Graue Wolken hängen über dem Gelände der Groovestation, auch die bemalten Hauswände schauen blass drein. Ganz hinten in der Ecke jedoch entsteht gerade ganz frische Kunst: Anett Bauer, auch bekannt als Muah, bemalt die neue Photobox. Während sich auf dem schwarzen Untergrund immer mehr weiße Striche zueinander gesellen, erzählt sie mir von ihrem Leben als Künstlerin.
Lieber als Leinwände: Beton, Papier oder Stoff
„Es ist ein großer Flickenteppich aus tausenden Sachen“, fasst es wohl ganz gut zusammen. Da ist zuerst einmal das Label. MUAH! – das ist Grafik, Illustration, Siebdruck. Poster und T-Shirts, auf denen sich Formen und Farben überschlagen, überall wimmelt es von Katzen und Augen. Obwohl Anett, wie sie unumwunden bekennt, auch Hunde mag, hat sich das mit den Katzen irgendwie etabliert, hat längst Wiedererkennungswert.
Wiederzuerkennen sind ihre Designs nicht nur auf T-Shirts, sondern auch beim Schlendern durch Neustadt und Hecht. Zum Beispiel hat Anett den S-Bahnhof Bischofsweg mitgestaltet und einen der Kübel auf der Hechtstraße besprüht. Und auch im Hof der Groovestation hat sie längst ihre Spuren hinterlassen.

◆ Gegebene Daten ◆

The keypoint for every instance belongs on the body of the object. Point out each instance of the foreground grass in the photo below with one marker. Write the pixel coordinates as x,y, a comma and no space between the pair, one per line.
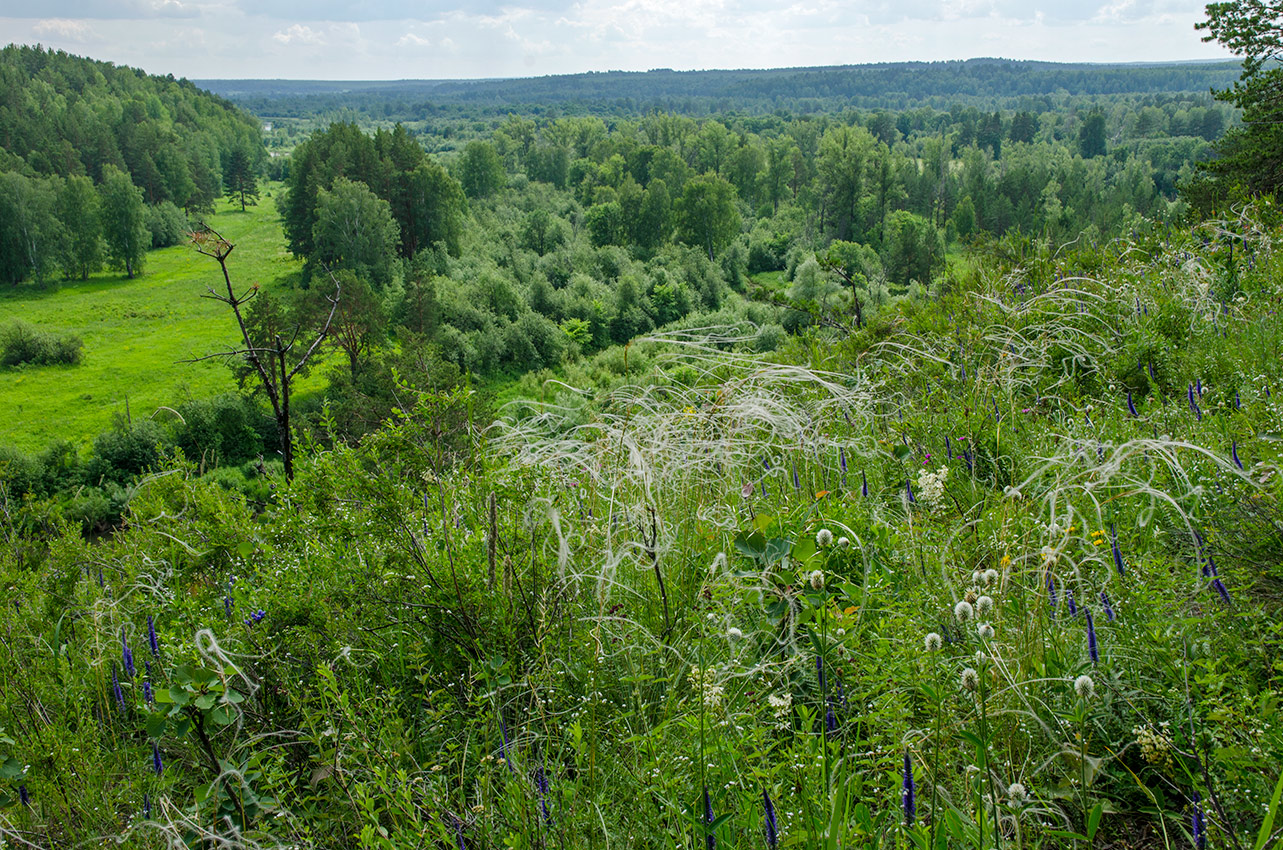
137,335
744,609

◆ Anleitung zur Aufgabe ◆
Gib aus dem Text über die Künstlerin Muah den Abschnitt wörtlich wieder, der mit „Wiederzuerkennen sind ihre“ beginnt und bis einschließlich „ihre Spuren hinterlassen.“ reicht.

◆ Ergebnis der Aufgabe ◆
Wiederzuerkennen sind ihre Designs nicht nur auf T-Shirts, sondern auch beim Schlendern durch Neustadt und Hecht. Zum Beispiel hat Anett den S-Bahnhof Bischofsweg mitgestaltet und einen der Kübel auf der Hechtstraße besprüht. Und auch im Hof der Groovestation hat sie längst ihre Spuren hinterlassen.